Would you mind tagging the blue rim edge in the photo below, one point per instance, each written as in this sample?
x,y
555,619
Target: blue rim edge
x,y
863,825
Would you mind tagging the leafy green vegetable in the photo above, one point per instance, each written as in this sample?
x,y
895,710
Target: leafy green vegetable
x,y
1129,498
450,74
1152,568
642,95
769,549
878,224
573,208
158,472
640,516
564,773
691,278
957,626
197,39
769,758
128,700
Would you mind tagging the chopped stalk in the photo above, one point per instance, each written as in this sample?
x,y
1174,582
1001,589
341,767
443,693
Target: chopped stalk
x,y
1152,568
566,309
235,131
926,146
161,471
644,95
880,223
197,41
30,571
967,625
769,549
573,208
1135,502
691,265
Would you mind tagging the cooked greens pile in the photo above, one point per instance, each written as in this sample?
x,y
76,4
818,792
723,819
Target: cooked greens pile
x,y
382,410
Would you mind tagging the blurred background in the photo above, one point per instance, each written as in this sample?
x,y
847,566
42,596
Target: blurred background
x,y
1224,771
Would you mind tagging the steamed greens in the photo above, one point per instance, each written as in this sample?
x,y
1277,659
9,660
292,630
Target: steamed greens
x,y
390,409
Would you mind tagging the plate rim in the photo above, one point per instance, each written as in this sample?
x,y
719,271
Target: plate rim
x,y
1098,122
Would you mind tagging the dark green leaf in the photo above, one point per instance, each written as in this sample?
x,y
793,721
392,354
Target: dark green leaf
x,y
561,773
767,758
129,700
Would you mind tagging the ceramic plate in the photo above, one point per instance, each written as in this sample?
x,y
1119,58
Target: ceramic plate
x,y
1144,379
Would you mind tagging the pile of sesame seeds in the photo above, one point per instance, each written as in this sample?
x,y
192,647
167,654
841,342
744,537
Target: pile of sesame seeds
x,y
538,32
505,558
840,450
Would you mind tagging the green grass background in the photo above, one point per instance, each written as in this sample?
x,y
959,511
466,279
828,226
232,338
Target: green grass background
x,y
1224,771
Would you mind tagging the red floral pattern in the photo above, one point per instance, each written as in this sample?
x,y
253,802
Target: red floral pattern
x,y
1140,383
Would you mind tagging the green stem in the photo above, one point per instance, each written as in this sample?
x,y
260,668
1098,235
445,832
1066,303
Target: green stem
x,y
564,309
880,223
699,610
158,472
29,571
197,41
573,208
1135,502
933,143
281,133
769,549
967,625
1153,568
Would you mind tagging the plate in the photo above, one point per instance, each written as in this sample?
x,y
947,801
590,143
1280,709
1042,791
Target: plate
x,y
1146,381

WRITTEN REQUEST >>
Reproduce every line of the listing above, without changing anything.

RESULT >>
Would you mind tagging the blue rim edge in the photo below, one point per instance, each written as in this sample?
x,y
555,619
Target: blue rim edge
x,y
863,825
Would you mind tagging the leafy green vegetable in the photo above, one point per instance, each written as in this sample?
x,y
895,710
Target: leafy green vegetable
x,y
1129,498
450,74
1152,568
642,95
769,549
878,224
573,208
158,472
640,516
564,773
691,278
957,626
197,39
769,758
128,700
Would you mind tagging the chopped stalk in the photo above, one point per instance, each written as in this sample?
x,y
1174,582
1001,589
341,767
443,693
Target: chopped stalk
x,y
1152,568
566,309
235,131
926,146
161,471
644,95
880,223
197,41
30,571
967,625
769,549
573,208
1135,502
691,265
Would you mind tagging the cooked greens pile in the photo above, one point per instance, each written as in this sample?
x,y
76,4
818,792
723,819
Target: cooked greens pile
x,y
382,410
Would you mind tagging the blurred background in the photo above, one point per instance, each written as in this sample?
x,y
847,566
42,596
Target: blurred background
x,y
1224,771
Would you mind tagging the steamed greens in the photo above, one point per instance, each written as in this sample?
x,y
1277,659
9,660
292,630
Target: steamed greens
x,y
390,409
Would you mind tagging the plate rim in the photo above, one point per instance, each written as in this sample?
x,y
719,271
Target: plate rim
x,y
1098,122
Would you mind tagging the dark green leaf in the photo above, one point per instance, each written as in this sample?
x,y
793,721
392,354
Target: dark green leaf
x,y
561,773
767,758
129,700
Would you mind tagging the ceramic plate in the photo above, one point per instance, each written as in this sample?
x,y
1119,58
Target: ceramic plate
x,y
1144,379
Would you mind tagging the pile of sesame seeds in the photo above, one point per instance, each written as in this sample?
x,y
192,647
167,654
841,342
744,537
Target: pile of sesame seeds
x,y
538,32
505,558
840,450
Would you mind tagging the green grass background in the photo above, one point per instance, each written as in this sample?
x,y
959,511
466,279
828,226
232,338
Target: green grass background
x,y
1224,771
Would you mind tagging the red floral pattern in the photo above, one point per instance, each written as in this sample?
x,y
253,802
Target: red floral pattern
x,y
1140,383
Would you mind tagging the green stem in the photo above, one point per instance, each written as in this sample?
x,y
260,668
1098,235
445,832
1066,303
Target: green stem
x,y
564,309
880,223
699,610
158,472
29,571
197,41
573,208
1135,502
933,143
281,133
769,549
967,625
1153,568
Would you mind tagging the plate in the photo above, one point per instance, each written as in this sample?
x,y
947,801
590,143
1280,709
1042,791
Target: plate
x,y
1146,381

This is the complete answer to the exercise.